* Stated goal: Which lines in the records contain the string "layer", matching case exactly? Copy each of those lines.

* Dataset records:
────────────────────

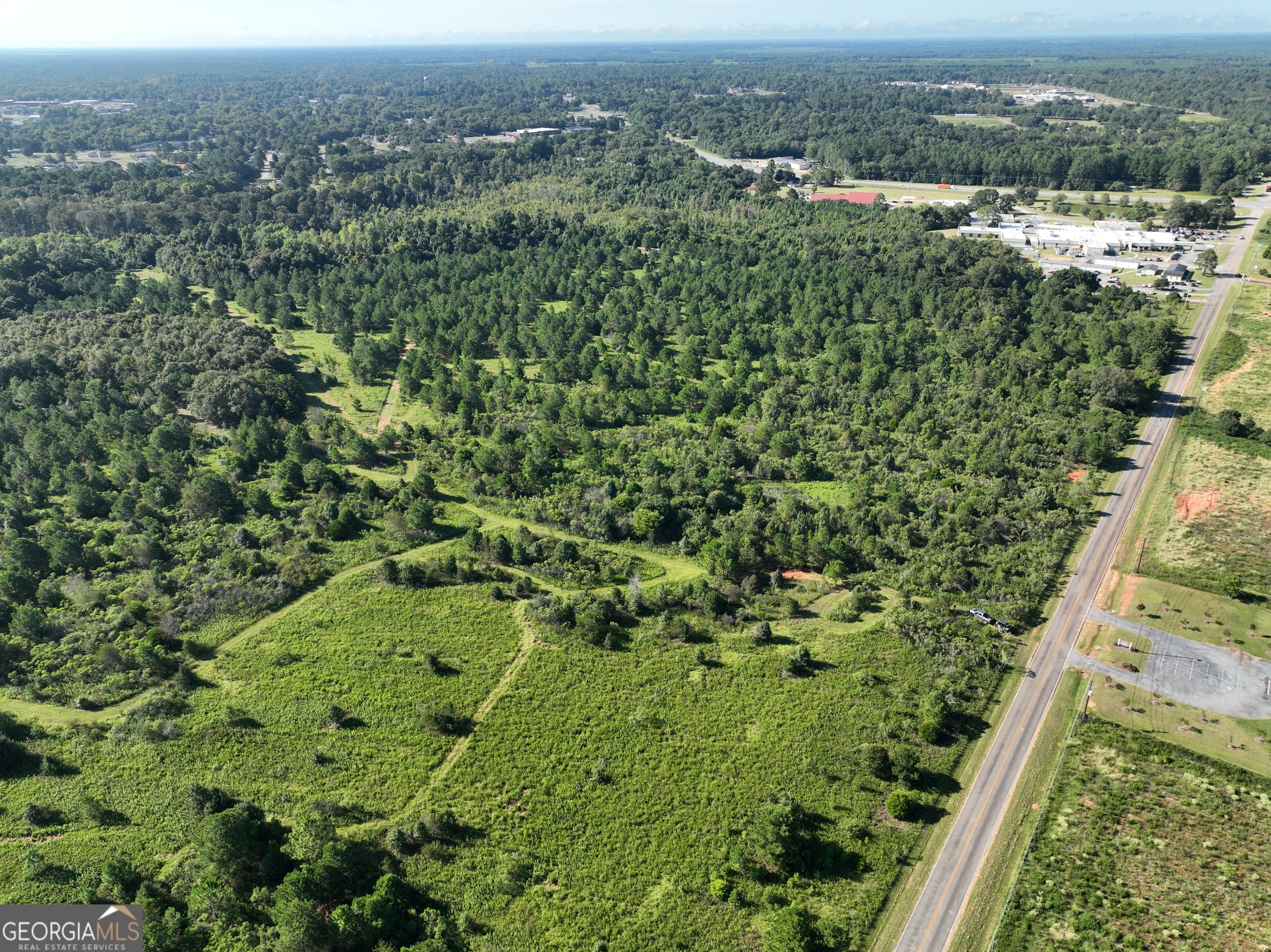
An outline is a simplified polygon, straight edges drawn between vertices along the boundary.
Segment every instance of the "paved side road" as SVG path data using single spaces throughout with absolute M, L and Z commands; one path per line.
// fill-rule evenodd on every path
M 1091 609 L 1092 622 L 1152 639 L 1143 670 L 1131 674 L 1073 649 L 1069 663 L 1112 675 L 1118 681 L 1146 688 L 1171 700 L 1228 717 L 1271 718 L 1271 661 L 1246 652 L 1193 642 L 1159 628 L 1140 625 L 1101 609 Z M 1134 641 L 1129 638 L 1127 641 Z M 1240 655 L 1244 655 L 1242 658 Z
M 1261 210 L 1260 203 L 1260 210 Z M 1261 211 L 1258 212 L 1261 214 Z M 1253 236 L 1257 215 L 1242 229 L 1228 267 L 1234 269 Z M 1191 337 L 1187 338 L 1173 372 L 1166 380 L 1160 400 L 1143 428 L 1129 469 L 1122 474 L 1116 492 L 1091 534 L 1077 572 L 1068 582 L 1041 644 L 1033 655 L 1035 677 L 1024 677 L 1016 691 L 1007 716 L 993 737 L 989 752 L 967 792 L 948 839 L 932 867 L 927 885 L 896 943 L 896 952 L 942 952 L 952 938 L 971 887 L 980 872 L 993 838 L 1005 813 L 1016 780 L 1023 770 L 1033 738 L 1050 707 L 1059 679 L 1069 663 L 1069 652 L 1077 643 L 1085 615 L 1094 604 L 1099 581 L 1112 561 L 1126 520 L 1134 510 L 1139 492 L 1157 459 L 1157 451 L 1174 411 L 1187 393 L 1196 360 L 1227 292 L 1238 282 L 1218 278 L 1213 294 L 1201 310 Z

────────────────────

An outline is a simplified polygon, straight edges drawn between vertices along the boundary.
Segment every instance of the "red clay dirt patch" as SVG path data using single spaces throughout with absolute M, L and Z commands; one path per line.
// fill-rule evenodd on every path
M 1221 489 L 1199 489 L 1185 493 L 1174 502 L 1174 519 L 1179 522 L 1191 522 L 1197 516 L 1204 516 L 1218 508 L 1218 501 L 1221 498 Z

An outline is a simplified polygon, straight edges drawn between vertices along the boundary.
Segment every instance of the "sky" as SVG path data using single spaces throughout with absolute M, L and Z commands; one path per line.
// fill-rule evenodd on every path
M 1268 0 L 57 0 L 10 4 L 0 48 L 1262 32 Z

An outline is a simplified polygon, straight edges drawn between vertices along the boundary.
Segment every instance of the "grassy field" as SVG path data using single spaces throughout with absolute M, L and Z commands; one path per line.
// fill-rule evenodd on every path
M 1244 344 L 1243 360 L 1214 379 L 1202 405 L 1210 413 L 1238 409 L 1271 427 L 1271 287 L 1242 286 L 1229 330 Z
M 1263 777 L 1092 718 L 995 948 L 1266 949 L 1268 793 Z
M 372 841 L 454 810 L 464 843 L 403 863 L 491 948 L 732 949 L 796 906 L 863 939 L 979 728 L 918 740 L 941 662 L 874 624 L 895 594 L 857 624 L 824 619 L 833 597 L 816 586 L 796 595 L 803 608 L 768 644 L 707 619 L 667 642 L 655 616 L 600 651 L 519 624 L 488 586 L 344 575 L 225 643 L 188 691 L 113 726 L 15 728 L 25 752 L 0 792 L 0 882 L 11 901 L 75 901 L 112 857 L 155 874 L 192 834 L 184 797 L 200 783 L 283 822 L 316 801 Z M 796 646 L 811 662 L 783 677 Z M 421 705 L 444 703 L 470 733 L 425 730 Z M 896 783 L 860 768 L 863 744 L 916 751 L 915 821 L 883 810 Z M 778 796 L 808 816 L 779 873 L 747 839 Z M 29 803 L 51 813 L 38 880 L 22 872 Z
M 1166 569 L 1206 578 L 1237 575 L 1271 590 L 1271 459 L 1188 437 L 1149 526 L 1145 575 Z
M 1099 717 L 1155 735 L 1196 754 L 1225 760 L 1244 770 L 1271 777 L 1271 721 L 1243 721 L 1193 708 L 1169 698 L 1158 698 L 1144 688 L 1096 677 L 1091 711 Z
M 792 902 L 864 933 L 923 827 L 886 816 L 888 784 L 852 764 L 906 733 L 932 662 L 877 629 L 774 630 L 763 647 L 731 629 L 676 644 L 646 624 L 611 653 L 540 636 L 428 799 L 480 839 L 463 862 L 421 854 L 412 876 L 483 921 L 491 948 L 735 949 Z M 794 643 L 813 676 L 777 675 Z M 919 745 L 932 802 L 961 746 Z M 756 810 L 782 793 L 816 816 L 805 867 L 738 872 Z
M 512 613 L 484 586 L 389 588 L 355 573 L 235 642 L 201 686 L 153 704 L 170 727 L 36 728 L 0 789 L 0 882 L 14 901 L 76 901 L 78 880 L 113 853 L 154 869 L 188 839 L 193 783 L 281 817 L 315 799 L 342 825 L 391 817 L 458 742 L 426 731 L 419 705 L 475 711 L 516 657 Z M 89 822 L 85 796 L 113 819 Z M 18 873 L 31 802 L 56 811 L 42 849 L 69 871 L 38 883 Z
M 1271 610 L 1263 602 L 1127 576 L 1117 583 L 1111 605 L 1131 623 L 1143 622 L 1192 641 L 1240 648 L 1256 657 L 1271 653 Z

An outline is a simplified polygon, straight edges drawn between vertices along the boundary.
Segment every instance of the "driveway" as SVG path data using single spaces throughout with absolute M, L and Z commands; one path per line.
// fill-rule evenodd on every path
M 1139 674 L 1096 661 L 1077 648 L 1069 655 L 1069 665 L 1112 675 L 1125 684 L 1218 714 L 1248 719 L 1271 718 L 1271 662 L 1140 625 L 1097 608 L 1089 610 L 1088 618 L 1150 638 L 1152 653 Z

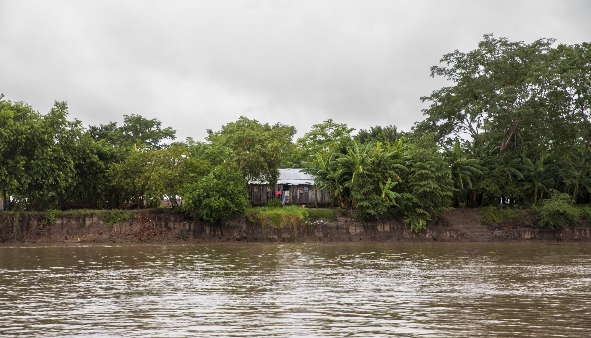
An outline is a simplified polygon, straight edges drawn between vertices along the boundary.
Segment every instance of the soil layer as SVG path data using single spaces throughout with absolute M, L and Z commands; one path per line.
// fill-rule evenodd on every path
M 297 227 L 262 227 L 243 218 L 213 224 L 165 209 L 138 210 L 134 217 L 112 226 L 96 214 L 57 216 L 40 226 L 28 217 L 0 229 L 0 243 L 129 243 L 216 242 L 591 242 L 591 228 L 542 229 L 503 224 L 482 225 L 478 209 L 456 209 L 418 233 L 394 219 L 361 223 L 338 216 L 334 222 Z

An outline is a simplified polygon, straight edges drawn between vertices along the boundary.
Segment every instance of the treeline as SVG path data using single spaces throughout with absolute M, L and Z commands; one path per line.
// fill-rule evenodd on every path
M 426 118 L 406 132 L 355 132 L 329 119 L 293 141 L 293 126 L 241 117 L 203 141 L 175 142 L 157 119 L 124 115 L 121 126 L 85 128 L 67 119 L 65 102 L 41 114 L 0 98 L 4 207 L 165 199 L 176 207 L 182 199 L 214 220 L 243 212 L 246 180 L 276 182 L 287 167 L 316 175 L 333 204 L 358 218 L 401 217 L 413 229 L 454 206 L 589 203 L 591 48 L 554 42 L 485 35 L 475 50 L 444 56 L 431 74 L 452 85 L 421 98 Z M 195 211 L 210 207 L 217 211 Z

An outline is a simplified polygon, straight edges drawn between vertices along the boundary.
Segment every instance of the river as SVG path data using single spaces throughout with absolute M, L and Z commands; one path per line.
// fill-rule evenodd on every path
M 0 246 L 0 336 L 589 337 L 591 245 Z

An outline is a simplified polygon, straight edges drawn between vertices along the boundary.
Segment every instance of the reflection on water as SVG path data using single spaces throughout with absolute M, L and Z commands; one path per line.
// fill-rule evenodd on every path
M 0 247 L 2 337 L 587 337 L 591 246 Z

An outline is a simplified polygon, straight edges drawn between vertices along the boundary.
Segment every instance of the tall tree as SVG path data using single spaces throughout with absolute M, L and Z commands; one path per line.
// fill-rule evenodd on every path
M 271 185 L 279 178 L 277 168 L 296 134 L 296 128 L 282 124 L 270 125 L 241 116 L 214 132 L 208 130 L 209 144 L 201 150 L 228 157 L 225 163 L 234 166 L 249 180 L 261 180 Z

────────────────────

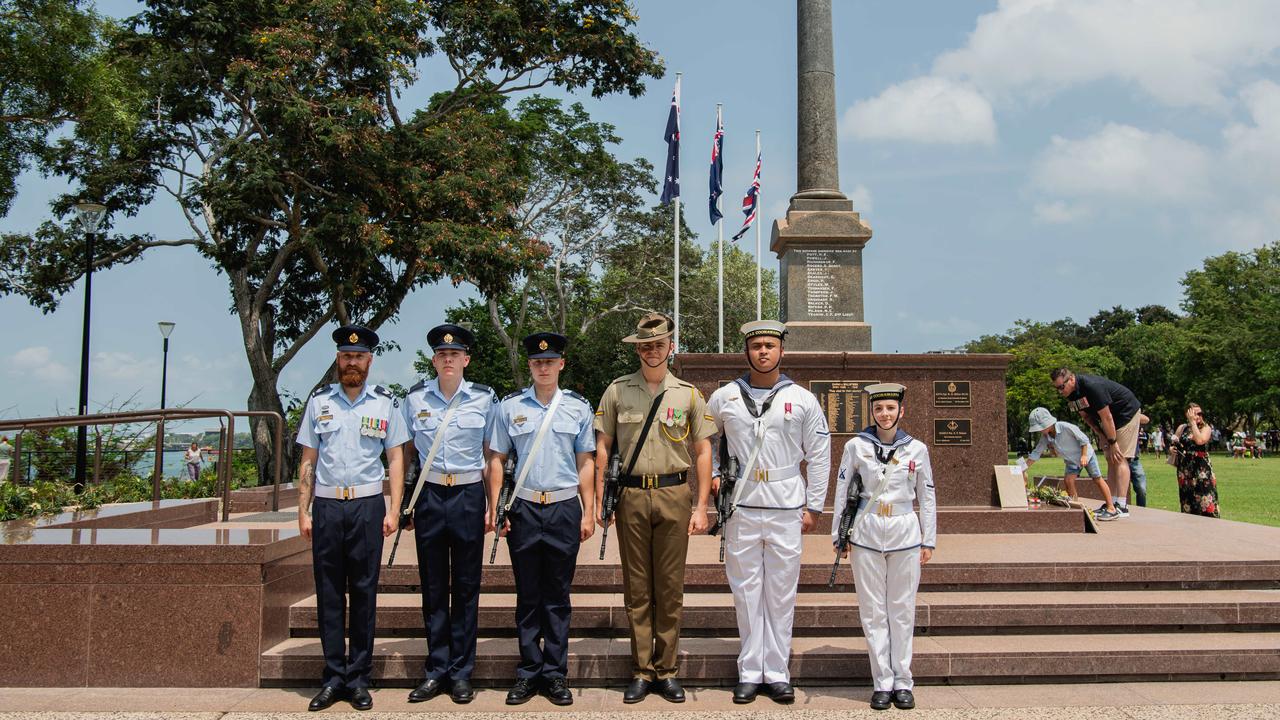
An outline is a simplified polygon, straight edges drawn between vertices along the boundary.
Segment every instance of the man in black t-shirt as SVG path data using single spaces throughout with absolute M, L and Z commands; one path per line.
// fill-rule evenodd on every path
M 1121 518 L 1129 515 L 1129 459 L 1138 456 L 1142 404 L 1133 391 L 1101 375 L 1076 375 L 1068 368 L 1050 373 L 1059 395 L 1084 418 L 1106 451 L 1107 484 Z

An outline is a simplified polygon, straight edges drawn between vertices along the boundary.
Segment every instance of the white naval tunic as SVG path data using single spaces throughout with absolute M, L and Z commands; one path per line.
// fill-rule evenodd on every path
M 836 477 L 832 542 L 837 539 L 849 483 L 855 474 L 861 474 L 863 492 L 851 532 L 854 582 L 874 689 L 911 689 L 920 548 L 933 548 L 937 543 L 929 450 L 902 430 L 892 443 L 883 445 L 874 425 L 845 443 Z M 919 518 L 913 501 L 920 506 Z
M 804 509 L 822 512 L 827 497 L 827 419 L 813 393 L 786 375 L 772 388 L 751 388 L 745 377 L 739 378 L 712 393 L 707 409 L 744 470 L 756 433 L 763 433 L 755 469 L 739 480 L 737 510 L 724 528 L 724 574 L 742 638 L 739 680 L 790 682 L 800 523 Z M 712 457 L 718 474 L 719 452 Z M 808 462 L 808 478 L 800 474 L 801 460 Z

────────────────────

* Answer for the task:
Segment every instance of the soil layer as SVG path data using single spaces throughout with absolute M, L and Z commands; one path per line.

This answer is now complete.